### SET EXERCISE 1
Echo the forum thread on cleaning vintage track from "## smartresins (Apr" up to and including "(Oct 22, 2007)".
### SET EXERCISE 2
Translate this sentence from the thread on cleaning vintage track into Spanish: "Rubbing the rails can cause them to become magnetized."
### SET EXERCISE 3
In the thread on cleaning vintage track, explain why the magnet used to pick up debris should be dabbed on the rails instead of rubbed across them.

### EXTRACT PROVIDED
START
# cleaning vintage track



## smartresins (Apr 13, 2009)

Hello. I got a nice 22 foot length of Model Motoring straight track. Enough for a scale 1/4 miler. However this track has some corrosion. What are the best ways to clean the rails and tabs on this track? I was thinking wire brush, but would be very time consuming. Was considering erasor, but would be difficult on the tabs. Wondering if baking soda and water mix would work? What can you suggest. Thanks. Jody


----------



## HadaSlot (Oct 22, 2007)

I don't know what the pro's choose but I would avoid steel wool at all costs. Since the rails are just raw I usually just address the tops of the rails and the connections. Fine sand paper on the joints and I rub a single egded razor across both lanes at the same time without the power on of course (sharp edge trailing). To pick up any debris, I follow up with a magnet like a good roofer will do. Once the track is getting use it will stay clean. Like a guitar, wipe it off when finished playing. And even more, like a firearm, put some light oil on to prevent corrosion. As far as the magnet cleaning, Don't rub it on the rails but dab it on the rails. Rubbing the rails can cause them to become magnetized. I don't know if that is good but I think they already have that disposition with magnets passing over the same way every time. That's how I magnatize my screwdrivers for holding screws. My Saturday evening philosophy. David


----------



## eastside johnny (May 13, 2008)

VERY fine sandpaper!.......& once you've cleaned it up, treat it with "Rail Zip" You should be able to get Rail Zip through a good hobby shop that deals with model TRAINS. It's used on train rails and treats the metal.


----------



## roadrner (Jul 21, 1999)

eastside johnny said:


> VERY fine sandpaper!.......& once you've cleaned it up, treat it with "Rail Zip" You should be able to get Rail Zip through a good hobby shop that deals with model TRAINS. It's used on train rails and treats the metal.


Or a light coating of WD40. Apply it to a rag then wipe the track pieces. Direct spray was an overload when I did it the first time.  rr


----------
END
### SUPPLIED ENTRIES
START
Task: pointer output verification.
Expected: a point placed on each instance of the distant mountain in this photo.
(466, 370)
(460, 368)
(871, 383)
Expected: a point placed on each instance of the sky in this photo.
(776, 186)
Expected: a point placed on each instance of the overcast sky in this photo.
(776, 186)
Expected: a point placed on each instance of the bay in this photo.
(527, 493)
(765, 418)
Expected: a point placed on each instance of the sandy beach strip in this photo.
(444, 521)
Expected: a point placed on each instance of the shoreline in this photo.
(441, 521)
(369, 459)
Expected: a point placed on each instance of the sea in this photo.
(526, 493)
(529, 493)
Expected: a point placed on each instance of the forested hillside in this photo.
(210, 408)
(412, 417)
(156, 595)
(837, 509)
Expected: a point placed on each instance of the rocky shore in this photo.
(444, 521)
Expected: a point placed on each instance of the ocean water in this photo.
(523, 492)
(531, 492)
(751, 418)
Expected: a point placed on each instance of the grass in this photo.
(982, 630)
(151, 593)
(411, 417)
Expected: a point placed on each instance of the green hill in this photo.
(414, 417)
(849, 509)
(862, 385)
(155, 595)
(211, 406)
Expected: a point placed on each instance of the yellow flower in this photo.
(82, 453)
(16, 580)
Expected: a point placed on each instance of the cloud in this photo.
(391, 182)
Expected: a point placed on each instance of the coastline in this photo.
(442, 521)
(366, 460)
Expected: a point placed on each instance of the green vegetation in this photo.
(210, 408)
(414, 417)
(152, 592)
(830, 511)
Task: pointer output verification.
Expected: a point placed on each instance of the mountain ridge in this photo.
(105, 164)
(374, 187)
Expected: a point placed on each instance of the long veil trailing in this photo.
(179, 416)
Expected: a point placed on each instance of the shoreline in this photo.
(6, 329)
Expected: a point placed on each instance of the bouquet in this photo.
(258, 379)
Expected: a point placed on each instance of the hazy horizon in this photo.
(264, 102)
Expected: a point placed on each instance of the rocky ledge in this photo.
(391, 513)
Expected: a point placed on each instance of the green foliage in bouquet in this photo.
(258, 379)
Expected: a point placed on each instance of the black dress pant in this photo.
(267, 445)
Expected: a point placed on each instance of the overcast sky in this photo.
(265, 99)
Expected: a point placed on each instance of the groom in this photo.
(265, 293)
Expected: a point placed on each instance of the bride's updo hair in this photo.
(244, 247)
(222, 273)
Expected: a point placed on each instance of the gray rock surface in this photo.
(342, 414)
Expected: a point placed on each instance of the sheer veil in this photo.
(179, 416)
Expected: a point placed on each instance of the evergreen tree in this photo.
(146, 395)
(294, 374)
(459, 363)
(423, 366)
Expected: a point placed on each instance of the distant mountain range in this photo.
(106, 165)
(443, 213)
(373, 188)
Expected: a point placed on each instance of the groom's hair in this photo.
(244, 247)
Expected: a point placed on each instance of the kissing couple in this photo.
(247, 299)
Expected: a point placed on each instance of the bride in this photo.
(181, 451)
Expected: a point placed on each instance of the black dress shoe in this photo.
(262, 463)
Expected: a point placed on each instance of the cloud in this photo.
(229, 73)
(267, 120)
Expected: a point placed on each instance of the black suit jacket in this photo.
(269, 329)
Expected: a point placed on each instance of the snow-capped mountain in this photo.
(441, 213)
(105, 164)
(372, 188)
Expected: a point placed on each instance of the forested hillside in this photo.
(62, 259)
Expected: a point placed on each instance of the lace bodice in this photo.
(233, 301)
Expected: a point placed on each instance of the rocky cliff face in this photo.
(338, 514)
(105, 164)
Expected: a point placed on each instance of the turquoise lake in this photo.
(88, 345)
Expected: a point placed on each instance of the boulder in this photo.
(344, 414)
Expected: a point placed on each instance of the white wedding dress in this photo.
END
### EXPECTED ANSWER 1
## smartresins (Apr 13, 2009)

Hello. I got a nice 22 foot length of Model Motoring straight track. Enough for a scale 1/4 miler. However this track has some corrosion. What are the best ways to clean the rails and tabs on this track? I was thinking wire brush, but would be very time consuming. Was considering erasor, but would be difficult on the tabs. Wondering if baking soda and water mix would work? What can you suggest. Thanks. Jody


----------



## HadaSlot (Oct 22, 2007)

### EXPECTED ANSWER 2
Frotar los rieles puede hacer que se magneticen.

### EXPECTED ANSWER 3
The magnet should be dabbed because rubbing it on the rails can cause them to become magnetized.